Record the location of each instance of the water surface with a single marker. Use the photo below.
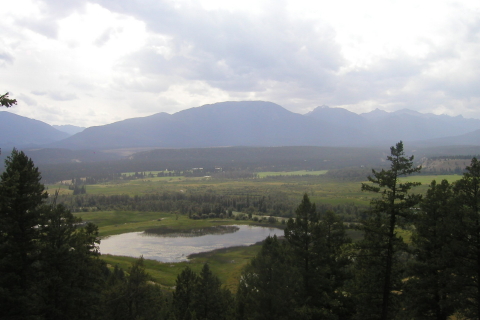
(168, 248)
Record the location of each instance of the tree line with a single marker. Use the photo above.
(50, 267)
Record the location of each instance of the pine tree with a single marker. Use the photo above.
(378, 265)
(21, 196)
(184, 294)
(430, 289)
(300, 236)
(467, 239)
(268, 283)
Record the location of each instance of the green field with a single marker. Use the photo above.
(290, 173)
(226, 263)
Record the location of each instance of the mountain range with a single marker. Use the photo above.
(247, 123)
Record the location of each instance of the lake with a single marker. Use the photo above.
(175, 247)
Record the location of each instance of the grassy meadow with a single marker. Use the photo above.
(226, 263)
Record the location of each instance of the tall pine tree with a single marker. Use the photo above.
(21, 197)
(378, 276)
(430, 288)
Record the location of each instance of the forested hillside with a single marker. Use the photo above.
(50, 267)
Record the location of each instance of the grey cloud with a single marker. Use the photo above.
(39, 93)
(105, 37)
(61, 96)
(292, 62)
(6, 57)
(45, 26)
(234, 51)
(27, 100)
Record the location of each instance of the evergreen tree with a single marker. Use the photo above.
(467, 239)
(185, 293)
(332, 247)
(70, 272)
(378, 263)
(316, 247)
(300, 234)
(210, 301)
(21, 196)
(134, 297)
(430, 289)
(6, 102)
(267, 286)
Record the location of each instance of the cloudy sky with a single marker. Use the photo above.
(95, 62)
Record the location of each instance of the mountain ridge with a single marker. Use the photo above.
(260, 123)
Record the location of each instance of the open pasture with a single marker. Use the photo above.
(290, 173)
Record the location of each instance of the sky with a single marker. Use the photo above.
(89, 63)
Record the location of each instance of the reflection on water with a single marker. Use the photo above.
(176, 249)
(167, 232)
* * *
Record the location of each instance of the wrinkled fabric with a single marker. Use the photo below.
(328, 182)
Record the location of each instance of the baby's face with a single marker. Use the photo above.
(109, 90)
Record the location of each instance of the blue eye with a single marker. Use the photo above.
---
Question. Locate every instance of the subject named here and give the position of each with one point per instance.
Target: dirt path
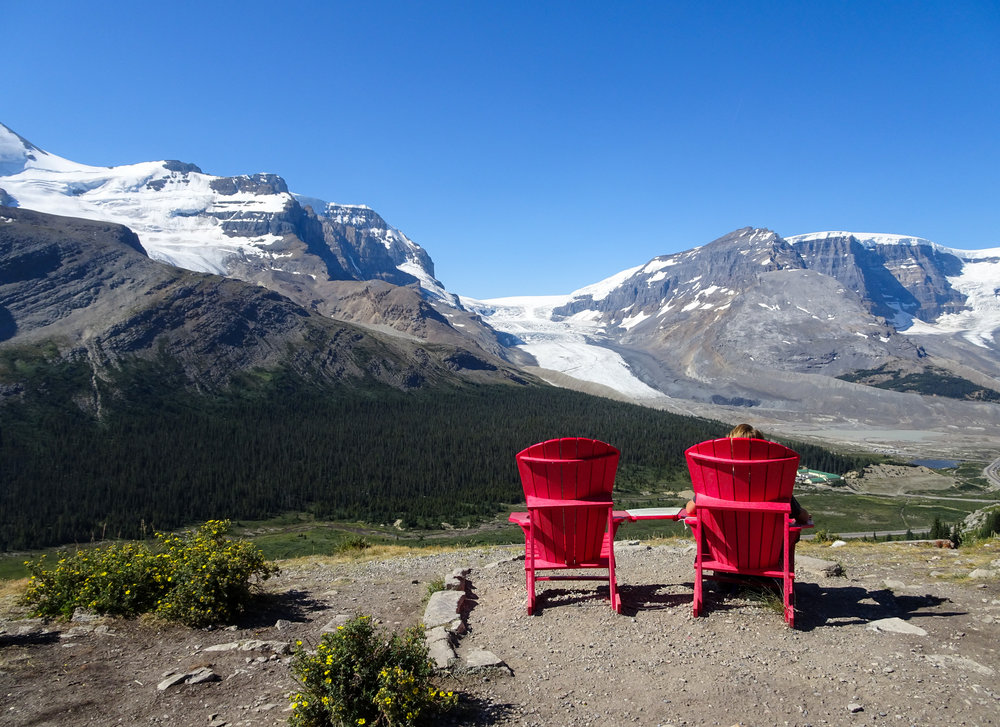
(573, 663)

#### What needs to be done
From the entries above, restate word for word the lines from the line containing "Record the location of each instance of the wrinkled" to the line containing "Record the location of each instance of the blue", both ends included, and nothing more.

#### Answer to this task
Record the location of each instance of the wrinkled fabric with a single marker. Use the photo below.
(328, 182)
Record the location of each instance of the baby's face with a single marker. Use the photo above.
(109, 90)
Record the location of each instance of the blue eye with a single marker. Use the photo above.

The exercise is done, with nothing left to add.